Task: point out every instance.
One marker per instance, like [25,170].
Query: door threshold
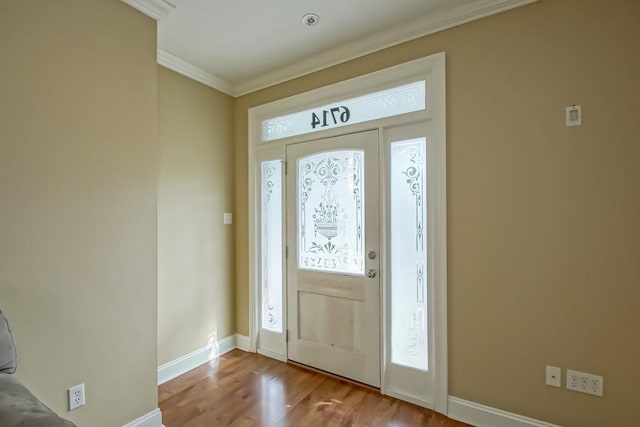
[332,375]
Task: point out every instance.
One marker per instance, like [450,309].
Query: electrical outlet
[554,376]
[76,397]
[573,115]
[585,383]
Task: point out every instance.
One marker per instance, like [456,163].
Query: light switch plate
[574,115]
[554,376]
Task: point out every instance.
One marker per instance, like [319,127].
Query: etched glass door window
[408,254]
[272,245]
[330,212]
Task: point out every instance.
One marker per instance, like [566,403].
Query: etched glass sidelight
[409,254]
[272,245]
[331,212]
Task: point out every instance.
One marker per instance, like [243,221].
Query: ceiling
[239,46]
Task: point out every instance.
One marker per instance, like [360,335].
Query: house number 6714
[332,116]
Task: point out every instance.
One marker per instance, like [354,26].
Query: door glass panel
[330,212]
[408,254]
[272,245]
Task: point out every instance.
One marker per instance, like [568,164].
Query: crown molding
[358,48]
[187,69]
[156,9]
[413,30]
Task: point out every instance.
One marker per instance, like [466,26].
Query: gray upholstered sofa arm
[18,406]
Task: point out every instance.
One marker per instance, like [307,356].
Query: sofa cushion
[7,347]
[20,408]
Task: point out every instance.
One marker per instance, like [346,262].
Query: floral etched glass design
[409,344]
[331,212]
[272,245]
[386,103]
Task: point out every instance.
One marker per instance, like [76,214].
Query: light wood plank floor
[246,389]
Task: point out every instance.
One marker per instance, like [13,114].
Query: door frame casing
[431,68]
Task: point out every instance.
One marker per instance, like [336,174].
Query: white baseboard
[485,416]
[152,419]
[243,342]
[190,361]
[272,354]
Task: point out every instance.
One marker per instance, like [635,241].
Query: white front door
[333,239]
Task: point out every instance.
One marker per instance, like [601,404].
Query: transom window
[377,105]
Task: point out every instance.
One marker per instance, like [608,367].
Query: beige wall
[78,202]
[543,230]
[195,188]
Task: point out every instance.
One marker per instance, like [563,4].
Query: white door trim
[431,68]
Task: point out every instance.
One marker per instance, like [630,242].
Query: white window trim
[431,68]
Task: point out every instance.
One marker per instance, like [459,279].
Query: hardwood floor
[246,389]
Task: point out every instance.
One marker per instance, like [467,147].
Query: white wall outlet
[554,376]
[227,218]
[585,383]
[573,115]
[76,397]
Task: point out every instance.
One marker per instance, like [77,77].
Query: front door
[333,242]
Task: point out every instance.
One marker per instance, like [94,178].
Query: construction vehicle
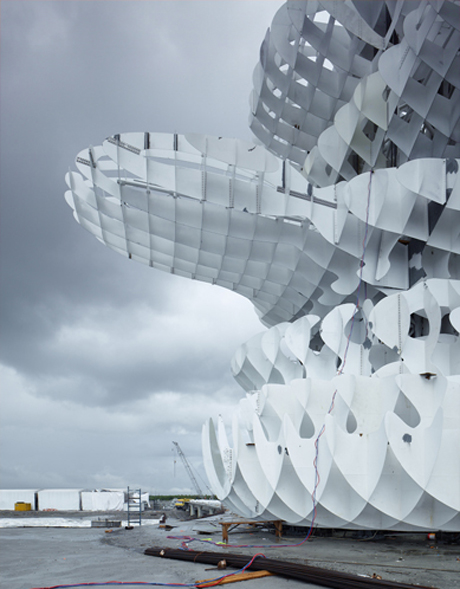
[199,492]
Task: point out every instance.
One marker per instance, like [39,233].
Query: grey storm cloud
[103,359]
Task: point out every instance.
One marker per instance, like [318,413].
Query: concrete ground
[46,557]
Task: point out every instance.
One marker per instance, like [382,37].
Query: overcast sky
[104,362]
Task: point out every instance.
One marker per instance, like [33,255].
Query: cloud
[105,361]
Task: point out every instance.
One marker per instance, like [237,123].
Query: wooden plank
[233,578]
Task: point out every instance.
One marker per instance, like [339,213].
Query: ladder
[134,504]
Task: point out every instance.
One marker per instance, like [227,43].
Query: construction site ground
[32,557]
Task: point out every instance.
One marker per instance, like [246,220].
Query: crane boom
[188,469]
...
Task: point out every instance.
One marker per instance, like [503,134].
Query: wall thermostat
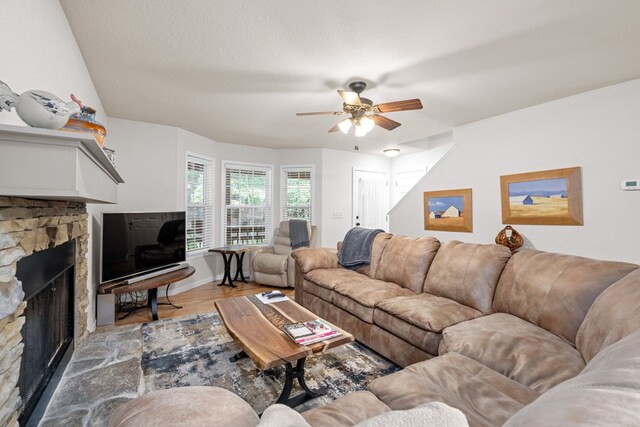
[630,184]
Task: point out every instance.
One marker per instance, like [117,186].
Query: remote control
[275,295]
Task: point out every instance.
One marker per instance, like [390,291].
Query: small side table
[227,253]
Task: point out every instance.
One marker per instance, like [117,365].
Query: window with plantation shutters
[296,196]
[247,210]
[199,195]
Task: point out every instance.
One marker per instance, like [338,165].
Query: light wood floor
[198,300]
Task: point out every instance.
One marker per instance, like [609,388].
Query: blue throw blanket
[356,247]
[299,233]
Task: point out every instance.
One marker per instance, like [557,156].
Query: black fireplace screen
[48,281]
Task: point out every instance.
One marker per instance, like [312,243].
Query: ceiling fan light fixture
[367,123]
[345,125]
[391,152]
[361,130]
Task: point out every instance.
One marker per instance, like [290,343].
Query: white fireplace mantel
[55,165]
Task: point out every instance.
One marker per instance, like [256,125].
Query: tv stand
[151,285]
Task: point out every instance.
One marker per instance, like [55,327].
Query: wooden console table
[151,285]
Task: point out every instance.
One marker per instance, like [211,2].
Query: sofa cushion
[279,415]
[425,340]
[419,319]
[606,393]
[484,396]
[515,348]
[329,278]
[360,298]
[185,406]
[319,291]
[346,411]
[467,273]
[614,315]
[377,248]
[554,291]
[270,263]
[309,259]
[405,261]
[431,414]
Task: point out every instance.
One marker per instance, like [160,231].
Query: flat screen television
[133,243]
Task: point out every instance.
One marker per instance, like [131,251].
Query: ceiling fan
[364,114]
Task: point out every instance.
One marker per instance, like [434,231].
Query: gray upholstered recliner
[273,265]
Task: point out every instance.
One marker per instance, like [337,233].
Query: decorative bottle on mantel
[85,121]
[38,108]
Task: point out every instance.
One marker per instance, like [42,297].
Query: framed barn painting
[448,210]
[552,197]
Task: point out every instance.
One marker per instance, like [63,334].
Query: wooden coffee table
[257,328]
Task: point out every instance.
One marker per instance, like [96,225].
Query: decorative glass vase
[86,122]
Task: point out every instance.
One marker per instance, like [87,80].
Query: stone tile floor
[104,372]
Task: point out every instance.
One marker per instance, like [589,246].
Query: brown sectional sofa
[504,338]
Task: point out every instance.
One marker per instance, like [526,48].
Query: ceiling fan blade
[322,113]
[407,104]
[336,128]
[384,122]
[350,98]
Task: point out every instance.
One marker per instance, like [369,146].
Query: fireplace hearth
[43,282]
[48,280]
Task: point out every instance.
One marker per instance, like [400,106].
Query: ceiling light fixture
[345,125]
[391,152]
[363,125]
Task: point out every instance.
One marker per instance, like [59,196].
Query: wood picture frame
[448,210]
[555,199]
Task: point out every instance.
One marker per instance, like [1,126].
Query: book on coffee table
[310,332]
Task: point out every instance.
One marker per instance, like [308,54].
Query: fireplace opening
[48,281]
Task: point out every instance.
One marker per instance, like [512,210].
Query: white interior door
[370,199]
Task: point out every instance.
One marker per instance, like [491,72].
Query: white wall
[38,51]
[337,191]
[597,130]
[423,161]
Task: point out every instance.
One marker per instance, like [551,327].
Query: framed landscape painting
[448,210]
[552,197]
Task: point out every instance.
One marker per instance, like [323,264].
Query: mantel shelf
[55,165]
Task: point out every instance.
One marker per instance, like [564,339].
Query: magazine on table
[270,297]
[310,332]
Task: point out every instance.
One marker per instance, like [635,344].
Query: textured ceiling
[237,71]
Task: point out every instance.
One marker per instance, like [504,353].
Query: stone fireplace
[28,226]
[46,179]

→ Written problem:
Select every line of the items that contains the word "decorative", matching its case exactly.

→ The solution:
Query: decorative bottle on mantel
Query: decorative glass vase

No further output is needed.